→ TASK OBJECTIVE
Convert all the entries below into a two-column CSV with the header instruction,points. Write one row per entry, with the entry's text in the instruction field and its answer in the points field. Wrap each field in double quotes, replace line breaks with spaces, and omit the pictures.

→ EXTRACTED INFORMATION
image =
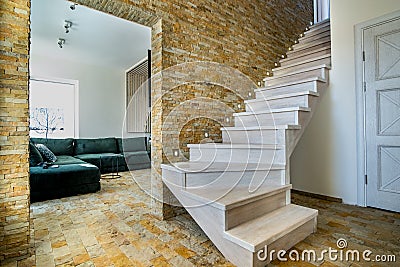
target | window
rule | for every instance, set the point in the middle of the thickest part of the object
(53, 108)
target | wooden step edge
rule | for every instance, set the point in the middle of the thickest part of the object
(299, 81)
(292, 56)
(277, 110)
(237, 146)
(260, 128)
(232, 199)
(310, 60)
(288, 95)
(320, 24)
(321, 33)
(303, 46)
(253, 236)
(197, 167)
(316, 31)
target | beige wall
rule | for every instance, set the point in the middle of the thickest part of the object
(325, 160)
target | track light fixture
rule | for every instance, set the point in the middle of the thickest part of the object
(61, 42)
(67, 25)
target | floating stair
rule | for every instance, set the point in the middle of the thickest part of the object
(238, 191)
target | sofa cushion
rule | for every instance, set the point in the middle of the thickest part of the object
(65, 160)
(46, 153)
(95, 146)
(103, 160)
(57, 146)
(66, 180)
(131, 144)
(35, 158)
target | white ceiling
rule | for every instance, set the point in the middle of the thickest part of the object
(94, 38)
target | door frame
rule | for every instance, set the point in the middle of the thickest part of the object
(74, 83)
(360, 101)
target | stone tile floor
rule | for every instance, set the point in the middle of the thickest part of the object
(114, 228)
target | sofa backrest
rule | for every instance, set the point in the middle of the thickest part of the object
(95, 146)
(57, 146)
(131, 144)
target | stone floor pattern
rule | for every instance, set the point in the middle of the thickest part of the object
(114, 228)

→ WORKED ANSWER
instruction,points
"image = target | window rule | for every instance, set the point in the middle of the thickest part of the object","(53, 108)"
"target | wooden step edge rule | for every instance, set the point in the middle of the thickest part of the object","(299, 81) (292, 56) (277, 110) (237, 146) (260, 128) (232, 199) (310, 60) (288, 95) (320, 24) (321, 33) (303, 46) (253, 236) (197, 167) (316, 31)"
"target | beige wall rule | for every instance, set the point in the middle of the thickest part of the object","(325, 160)"
"target | track light fixture rule | for every instance, set the point in the middle of the thickest part of the object","(61, 42) (67, 25)"
"target | floating stair rule | for every instance, set the point in the middle of the thickest part of the object","(238, 191)"
"target | sofa cushion rule | for every instance, set the point in the middle of the thickest part of the object","(65, 160) (46, 153) (95, 146) (103, 160) (57, 146) (66, 180) (131, 144) (35, 158)"
"target | white ceiling rule | for every instance, set the point in the middle of the thickest part of the object","(94, 38)"
"target | door frame rule | for every instance, set the point in the middle of the thickest part of the object","(74, 83) (360, 101)"
"target | stone tile floor rule | for every instance, set the point in the middle of the thickest part of the object","(114, 228)"
"target | sofa backrest rule | for every instance, set the point in the middle of the thickest part of the object","(95, 146) (57, 146) (131, 144)"
"target | stone floor pattern rule | for every instance, set the point in the middle of the thickest part of the object","(114, 228)"